Portion of a data file:
........
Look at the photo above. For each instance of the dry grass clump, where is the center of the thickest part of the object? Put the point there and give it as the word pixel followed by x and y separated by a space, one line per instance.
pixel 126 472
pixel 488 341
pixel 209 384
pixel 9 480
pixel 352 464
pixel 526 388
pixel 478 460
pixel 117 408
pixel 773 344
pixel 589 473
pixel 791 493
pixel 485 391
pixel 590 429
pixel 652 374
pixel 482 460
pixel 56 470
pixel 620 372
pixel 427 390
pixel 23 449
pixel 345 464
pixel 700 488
........
» **WHAT IS ASKED**
Edit the listing so that "dry grass clump" becomes "dried grass tuft", keeping every other line and word as it is.

» **RESULT OF THIS TASK**
Look at the photo above. For each instance of the dried grass tuft, where is the center of the thickest part of the object? Put the point there and give it as the word pixel followed by x and y separated by a space, one line per instance.
pixel 126 472
pixel 488 341
pixel 209 384
pixel 9 480
pixel 352 464
pixel 526 388
pixel 478 460
pixel 117 408
pixel 773 344
pixel 589 473
pixel 791 493
pixel 485 391
pixel 590 429
pixel 652 374
pixel 482 460
pixel 56 470
pixel 620 372
pixel 427 390
pixel 23 449
pixel 345 464
pixel 700 488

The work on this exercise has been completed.